Pull out the records verbatim, from their opening line through the line containing "[[239,161],[241,160],[241,156],[239,152],[230,152],[230,161]]", with both of those lines included.

■ **RAW RECORDS**:
※

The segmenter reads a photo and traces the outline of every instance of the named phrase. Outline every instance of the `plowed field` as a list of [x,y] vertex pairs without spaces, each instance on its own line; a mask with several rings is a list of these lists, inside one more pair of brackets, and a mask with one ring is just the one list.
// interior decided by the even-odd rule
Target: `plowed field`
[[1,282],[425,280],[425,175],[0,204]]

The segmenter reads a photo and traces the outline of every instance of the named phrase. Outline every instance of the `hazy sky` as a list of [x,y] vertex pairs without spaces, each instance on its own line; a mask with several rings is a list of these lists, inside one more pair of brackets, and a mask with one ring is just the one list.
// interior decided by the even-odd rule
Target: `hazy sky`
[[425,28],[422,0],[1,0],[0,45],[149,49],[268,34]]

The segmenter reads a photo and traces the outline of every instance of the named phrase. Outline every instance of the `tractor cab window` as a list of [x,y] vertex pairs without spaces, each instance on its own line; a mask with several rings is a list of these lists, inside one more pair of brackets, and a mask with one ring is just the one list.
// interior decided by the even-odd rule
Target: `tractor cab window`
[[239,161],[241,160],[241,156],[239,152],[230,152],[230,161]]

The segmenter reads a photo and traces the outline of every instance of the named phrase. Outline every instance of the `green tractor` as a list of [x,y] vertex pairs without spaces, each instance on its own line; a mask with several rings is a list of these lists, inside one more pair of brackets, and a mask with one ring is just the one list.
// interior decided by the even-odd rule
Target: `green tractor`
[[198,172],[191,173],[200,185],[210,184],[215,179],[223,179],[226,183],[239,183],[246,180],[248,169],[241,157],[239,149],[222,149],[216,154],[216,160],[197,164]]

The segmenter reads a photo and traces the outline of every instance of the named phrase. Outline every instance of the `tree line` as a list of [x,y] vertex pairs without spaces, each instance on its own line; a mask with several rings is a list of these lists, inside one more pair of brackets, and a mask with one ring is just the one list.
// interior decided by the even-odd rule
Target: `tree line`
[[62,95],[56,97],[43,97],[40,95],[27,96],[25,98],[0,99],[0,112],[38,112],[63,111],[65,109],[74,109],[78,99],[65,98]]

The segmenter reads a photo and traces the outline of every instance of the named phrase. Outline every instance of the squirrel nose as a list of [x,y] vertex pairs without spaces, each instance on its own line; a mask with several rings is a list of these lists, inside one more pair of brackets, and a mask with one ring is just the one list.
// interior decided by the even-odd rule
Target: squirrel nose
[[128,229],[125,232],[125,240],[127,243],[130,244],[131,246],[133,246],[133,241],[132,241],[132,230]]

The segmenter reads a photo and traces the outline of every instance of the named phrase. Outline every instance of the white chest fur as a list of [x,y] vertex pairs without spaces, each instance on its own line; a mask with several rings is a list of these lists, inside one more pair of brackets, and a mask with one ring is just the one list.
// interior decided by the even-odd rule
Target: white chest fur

※

■ **COMPLETE RESPONSE**:
The segmenter reads a photo and traces the outline of every instance of the named phrase. Outline every instance of the `plowed field` as a list of [x,y] vertex pairs without spaces, each instance on its own line; a mask with several rings is a list of these lists, inside one more pair of brackets, and a mask with one ring is just the one list.
// interior decided by the even-odd rule
Target: `plowed field`
[[1,282],[425,280],[425,175],[0,204]]

The segmenter reads a photo and traces the outline of every instance of the named phrase. Outline every instance of the `hazy sky` as a list of [x,y] vertex pairs without spaces, each instance on its own line; a mask with several rings is a list of these lists, inside one more pair of brackets, and a mask with one ring is just the one list.
// interior decided by the even-odd rule
Target: `hazy sky`
[[425,28],[422,0],[1,0],[0,45],[149,49],[268,34]]

The segmenter reads a photo and traces the outline of every instance of the named phrase. Outline every instance of the `tractor cab window` as a list of [x,y] vertex pairs without spaces, each instance on its own line; a mask with several rings is a list of these lists, inside one more pair of brackets, and a mask with one ring is just the one list.
// interior decided by the even-odd rule
Target: `tractor cab window`
[[239,161],[241,160],[241,156],[239,152],[230,152],[230,161]]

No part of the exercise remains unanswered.